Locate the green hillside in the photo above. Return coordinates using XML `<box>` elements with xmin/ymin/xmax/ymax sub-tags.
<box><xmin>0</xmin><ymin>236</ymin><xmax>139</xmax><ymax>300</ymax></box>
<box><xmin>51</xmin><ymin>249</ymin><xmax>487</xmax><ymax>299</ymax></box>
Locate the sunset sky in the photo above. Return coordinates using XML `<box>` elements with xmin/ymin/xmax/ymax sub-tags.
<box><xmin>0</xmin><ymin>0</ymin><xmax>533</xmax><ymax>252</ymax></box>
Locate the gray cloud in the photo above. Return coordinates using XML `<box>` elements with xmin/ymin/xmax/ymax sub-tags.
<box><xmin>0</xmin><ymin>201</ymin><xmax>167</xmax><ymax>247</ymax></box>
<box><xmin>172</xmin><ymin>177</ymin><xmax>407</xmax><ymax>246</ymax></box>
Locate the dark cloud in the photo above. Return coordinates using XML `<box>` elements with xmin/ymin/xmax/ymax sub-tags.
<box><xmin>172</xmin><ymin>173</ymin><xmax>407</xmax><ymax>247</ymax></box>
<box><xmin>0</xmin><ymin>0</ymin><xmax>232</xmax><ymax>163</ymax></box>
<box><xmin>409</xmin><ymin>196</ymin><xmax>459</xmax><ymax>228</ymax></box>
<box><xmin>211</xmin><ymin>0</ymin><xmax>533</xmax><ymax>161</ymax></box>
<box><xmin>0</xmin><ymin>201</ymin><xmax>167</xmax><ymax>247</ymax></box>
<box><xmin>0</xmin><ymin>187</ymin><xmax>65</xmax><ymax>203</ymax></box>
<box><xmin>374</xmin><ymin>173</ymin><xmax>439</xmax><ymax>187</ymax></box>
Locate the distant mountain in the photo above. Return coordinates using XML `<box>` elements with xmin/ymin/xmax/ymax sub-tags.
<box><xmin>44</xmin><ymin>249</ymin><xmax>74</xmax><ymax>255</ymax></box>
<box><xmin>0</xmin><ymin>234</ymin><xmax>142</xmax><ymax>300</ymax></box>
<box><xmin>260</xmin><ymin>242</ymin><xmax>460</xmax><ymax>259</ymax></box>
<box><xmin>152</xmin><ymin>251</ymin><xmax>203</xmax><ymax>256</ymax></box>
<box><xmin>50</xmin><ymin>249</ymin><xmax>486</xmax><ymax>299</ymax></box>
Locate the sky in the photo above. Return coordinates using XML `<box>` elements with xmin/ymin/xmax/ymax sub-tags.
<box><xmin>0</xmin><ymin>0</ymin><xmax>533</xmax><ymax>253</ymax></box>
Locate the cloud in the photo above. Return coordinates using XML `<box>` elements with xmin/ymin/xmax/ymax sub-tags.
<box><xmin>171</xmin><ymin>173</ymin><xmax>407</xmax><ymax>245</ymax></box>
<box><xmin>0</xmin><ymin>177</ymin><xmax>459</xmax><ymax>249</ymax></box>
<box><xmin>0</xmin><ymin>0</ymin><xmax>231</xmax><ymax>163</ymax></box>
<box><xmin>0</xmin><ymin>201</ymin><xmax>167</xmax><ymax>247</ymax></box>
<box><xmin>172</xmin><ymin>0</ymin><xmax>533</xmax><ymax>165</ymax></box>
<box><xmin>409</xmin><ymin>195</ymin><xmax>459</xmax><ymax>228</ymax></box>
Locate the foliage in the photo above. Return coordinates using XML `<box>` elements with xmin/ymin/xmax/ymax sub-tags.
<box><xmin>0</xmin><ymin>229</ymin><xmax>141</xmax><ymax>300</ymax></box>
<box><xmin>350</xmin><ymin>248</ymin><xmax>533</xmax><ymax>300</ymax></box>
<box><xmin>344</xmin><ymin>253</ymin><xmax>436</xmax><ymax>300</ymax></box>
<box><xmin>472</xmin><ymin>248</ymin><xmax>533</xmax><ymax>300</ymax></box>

◆ ◆ ◆ ◆

Requirement: Reproduce the portion of the items that runs from the line containing "Locate the foliage" through the end of the items, switching "foliage" to "greenery" and leaving everything else unchanged.

Solution to this task:
Locate the greenery in the photo above. Return coordinates using XML `<box>` elements with xmin/ymin/xmax/ymax sub-tags.
<box><xmin>0</xmin><ymin>229</ymin><xmax>141</xmax><ymax>300</ymax></box>
<box><xmin>350</xmin><ymin>248</ymin><xmax>533</xmax><ymax>300</ymax></box>
<box><xmin>344</xmin><ymin>253</ymin><xmax>436</xmax><ymax>300</ymax></box>
<box><xmin>472</xmin><ymin>248</ymin><xmax>533</xmax><ymax>300</ymax></box>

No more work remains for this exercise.